YOUR OBJECTIVE: Could you rewrite all of the items below, changing every "Target" to "Label" and leaving everything else as it is?

DATA PROVIDED:
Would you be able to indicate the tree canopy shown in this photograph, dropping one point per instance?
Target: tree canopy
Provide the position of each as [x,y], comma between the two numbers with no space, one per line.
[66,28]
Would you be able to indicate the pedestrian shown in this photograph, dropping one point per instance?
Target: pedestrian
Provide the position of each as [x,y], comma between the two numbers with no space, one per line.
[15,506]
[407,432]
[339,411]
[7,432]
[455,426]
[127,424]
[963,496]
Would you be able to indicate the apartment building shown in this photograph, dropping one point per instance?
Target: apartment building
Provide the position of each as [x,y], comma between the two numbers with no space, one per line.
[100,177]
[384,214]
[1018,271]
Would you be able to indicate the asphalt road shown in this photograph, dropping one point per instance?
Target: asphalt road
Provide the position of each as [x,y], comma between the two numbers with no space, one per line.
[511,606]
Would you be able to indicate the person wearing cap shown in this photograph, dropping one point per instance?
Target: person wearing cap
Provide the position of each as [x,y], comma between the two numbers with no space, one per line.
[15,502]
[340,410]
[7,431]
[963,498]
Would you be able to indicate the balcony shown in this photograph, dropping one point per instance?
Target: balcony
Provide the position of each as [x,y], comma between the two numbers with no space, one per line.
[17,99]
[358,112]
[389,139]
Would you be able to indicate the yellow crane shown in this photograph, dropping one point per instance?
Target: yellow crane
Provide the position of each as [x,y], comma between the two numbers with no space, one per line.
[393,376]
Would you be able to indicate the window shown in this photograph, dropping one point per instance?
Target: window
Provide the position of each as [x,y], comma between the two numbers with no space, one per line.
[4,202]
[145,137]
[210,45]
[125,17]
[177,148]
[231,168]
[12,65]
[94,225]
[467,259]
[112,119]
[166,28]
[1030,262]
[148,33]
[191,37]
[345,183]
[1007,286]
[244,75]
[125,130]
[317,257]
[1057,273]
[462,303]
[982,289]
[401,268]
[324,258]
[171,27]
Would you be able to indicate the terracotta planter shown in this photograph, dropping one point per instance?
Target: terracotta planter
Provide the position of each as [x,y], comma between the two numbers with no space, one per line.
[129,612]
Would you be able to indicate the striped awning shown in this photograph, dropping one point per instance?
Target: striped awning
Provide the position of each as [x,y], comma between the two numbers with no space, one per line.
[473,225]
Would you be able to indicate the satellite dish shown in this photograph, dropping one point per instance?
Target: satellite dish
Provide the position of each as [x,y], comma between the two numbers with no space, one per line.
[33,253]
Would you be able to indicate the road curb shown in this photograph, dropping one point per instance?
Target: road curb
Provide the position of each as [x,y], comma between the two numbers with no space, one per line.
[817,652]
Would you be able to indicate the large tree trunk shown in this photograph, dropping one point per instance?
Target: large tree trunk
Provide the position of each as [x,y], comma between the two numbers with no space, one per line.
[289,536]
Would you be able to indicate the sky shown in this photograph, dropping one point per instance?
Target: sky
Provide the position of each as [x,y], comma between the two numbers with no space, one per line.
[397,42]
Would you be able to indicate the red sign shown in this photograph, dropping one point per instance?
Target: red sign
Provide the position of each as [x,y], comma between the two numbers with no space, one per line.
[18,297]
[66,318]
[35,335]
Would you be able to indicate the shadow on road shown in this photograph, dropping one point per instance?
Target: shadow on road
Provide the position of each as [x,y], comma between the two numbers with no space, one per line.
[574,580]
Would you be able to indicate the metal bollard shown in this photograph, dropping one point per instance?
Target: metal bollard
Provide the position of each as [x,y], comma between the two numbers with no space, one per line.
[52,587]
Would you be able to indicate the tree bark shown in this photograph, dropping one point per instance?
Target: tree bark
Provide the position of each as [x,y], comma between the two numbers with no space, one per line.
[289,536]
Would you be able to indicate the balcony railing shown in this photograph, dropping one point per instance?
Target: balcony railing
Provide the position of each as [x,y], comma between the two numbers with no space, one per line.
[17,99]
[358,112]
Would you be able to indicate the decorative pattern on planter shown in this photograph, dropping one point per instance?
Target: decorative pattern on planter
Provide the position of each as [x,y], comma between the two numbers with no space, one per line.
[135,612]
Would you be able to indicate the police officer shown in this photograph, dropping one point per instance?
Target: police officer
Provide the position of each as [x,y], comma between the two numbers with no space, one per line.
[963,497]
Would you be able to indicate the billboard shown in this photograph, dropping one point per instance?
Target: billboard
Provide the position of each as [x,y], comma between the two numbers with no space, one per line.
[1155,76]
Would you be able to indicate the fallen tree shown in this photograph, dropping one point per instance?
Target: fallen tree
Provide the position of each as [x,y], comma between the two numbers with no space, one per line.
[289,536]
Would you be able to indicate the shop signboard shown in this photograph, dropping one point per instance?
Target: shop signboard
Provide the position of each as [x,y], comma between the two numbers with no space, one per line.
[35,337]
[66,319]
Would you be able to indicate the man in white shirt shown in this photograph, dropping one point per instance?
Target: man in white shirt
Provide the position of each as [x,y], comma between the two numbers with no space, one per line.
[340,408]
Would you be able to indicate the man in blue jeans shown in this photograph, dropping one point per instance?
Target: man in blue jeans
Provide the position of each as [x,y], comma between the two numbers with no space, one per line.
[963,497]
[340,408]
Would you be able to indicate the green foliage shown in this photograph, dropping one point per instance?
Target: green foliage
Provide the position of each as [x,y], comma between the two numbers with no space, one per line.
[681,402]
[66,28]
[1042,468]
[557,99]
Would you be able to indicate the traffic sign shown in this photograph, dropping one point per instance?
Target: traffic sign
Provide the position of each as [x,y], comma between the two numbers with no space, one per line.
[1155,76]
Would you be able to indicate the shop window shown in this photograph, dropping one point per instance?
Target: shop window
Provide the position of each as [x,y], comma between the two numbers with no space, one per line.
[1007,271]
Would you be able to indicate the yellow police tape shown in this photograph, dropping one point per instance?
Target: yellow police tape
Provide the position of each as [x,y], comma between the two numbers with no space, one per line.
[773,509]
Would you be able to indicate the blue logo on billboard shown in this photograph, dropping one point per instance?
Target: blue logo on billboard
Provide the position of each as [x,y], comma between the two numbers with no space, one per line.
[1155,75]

SOLUTION TO THE PROBLEM:
Would you be able to indicate the tree canopy shown in this photograph, dropping one point per instance?
Label: tree canopy
Provide the position of each as [x,y], comma between the two numbers with no space, one per line.
[66,28]
Would you be able to indicate the pedestrian shown in this photograph, dropping one point per instance?
Label: pedestrian
Provide the position of each as [x,y], comma between the two numbers with no space, one per line.
[15,506]
[407,432]
[339,411]
[7,432]
[455,426]
[127,424]
[963,496]
Would you be able to indicate the apartment building shown in this photograph, dropping one point per instance?
Label: apartment building
Provide the position of each as [x,y], comma between the two numbers with no space, one per line.
[100,177]
[384,214]
[1018,271]
Would you be able to indicate the asphalt road shown in this photograph, dropping one point per instance?
Label: asphalt road
Provide the position of each as [x,y], comma between the two numbers with no space, one per line.
[511,606]
Would you be able to indicate the person wearing cap shown in this photograph, dropping one point per instance?
Label: person wearing cap
Provide the position of each as [x,y], comma between the two numbers with no space, one per line.
[15,502]
[340,410]
[7,431]
[963,498]
Would you be able to indicate the balcony shown in this photograph, dropping one point per instance?
Label: balcony
Provide the position of each as [x,y], comma between the two numbers with no space, one per line.
[17,99]
[358,112]
[389,139]
Would you be able to indicate the yellow crane shown in this photograph, dropping one point per instance?
Label: yellow crane
Provide the position of each as [x,y], comma between the two numbers with no space, one per line.
[393,376]
Would you be able to indicate the window shown in this photograph, dropping one point per instance?
Label: window
Provide the position of each as [x,y], comma between the two numbers with no space, one per line.
[4,202]
[145,137]
[210,45]
[125,17]
[177,148]
[231,168]
[12,65]
[94,225]
[467,259]
[112,119]
[166,28]
[1030,262]
[148,33]
[191,37]
[345,183]
[1007,286]
[244,75]
[125,130]
[317,257]
[1057,273]
[462,303]
[982,289]
[401,268]
[324,258]
[171,27]
Would you be able to indicate the terracotta planter shown in this photograph, dropping one point per instance?
Label: terracotta planter
Provide the position of each as [x,y], comma between the two numbers with no space, one per line.
[129,612]
Would you be able to indicate the striped awning shown in this photograph, dropping one point per instance?
Label: striped awning
Provide the position of each as [x,y], comma between the two numbers with no space, one per line.
[473,225]
Would you be able to indicate the satellite dish shown in this photograph, dropping one point per instance?
Label: satellite dish
Provide the position of each as [x,y], comma between the two numbers with no space, one per line.
[33,253]
Would you be able to indicate the road curb shown in this photograph, dropping one point per instance?
Label: road curb
Provide the position of each as [x,y], comma between the two numbers with no space, one per line.
[817,652]
Would you be able to indicate the large tree trunk shown in this photograph, dropping one point per instance?
Label: large tree trunk
Provide the position of each as [x,y], comma between the two numbers with no space, one per line.
[289,536]
Would you be able to indicate the sky shown in this photograph, dropping one point per instance?
Label: sky
Provide the position of each as [x,y], comma between the two numbers with no space, one per line.
[397,42]
Would you be able to indicate the red sign shown in this photograph, dropping one point per instance?
Label: red sign
Provide the position of each as [x,y], comma between the two numbers with no space, one per line.
[18,297]
[66,318]
[35,335]
Would you be able to indicate the shadow on road shown in this photograph, dropping one point per instance?
Label: shadow on road
Provide the position of each as [x,y], comma between the two numbers with no space, one per line.
[574,580]
Would you be able to indicate the metal bollard shown in this photograph, dropping one point per instance?
Label: metal bollard
Provide the position of each as [x,y], comma between the two numbers with no space, one per line.
[52,587]
Would you be able to indicate the tree bark shown in this photograph, dropping one point per instance?
Label: tree bark
Provide the position of each as [x,y], comma between the two numbers with no space, one per line.
[289,536]
Would you be able to indicate the balcony railing shown in this photograph, dropping one point per instance?
Label: balcony railing
Provide the position of each as [x,y], comma between the two numbers with no space, one per line.
[17,99]
[358,112]
Would you be able to indicate the decorative pattern on planter shown in this photograph, dropping one point per instance?
Label: decorative pattern on planter
Provide the position of each as [x,y], comma between the two numbers with no space, one per line.
[135,612]
Would you be able to indicate the police officer shown in this photograph, dropping one point per instance?
Label: police officer
Provide the position of each as [x,y], comma between the two numbers with no space, one per line.
[963,497]
Would you be able to indicate the billboard shown in this photograph, dropping one point per instance?
Label: billboard
Provide the position of each as [x,y], comma between the two numbers with no space, one per line.
[1155,76]
Would you be able to indicate the fallen tree shown in this photograph, dropping one point per instance?
Label: fallen tree
Provide the position of each as [x,y], comma between the two numbers with no space, one per line.
[289,536]
Would you be able to indicate the shop signboard shown in this photograph, dropping one point per instance?
Label: shop signboard
Provide the position of each as [x,y], comma between the two numbers with no space, one per line.
[35,337]
[66,319]
Would you be able to indicate the man in white shirt shown in this photograph, dropping one point per instance?
Label: man in white shirt
Provide the position of each as [x,y], comma between the two numbers with no space, one per line.
[340,408]
Would you be able to indicate the man in blue jeans shown in this photograph, dropping one point per instance?
Label: man in blue jeans
Provide the position of each as [x,y], comma between the two numbers with no space, one per line.
[963,497]
[340,408]
Would you be able to indicate the green foliage shown in this photograph, dropping one point per instance?
Label: green foliage
Provide the position of each as [x,y], comma between the two numbers with no space, one per line.
[681,402]
[66,28]
[1042,468]
[557,99]
Would you be able to indicate the traffic sign shown in this photograph, dropping one point per instance?
Label: traffic sign
Provide the position of each as [x,y], comma between the two numbers with no space, one per line.
[1155,76]
Would you be able to indicate the shop window shown in this photograph, dropping one point per instance?
Label: shop window
Provide the position of each as [x,y], comma between the two numbers with no space, one per line.
[1007,271]
Would you be able to indicate the yellow police tape shown in this photograph, dropping one point per instance?
Label: yellow police tape
Provide the position of each as [x,y], comma between the two numbers with no space, one per line.
[773,509]
Would you be able to indicate the blue logo on billboard shown in this photograph, dropping one point per instance?
Label: blue logo on billboard
Provide the position of each as [x,y], comma between the two numbers with no space, one per line.
[1155,75]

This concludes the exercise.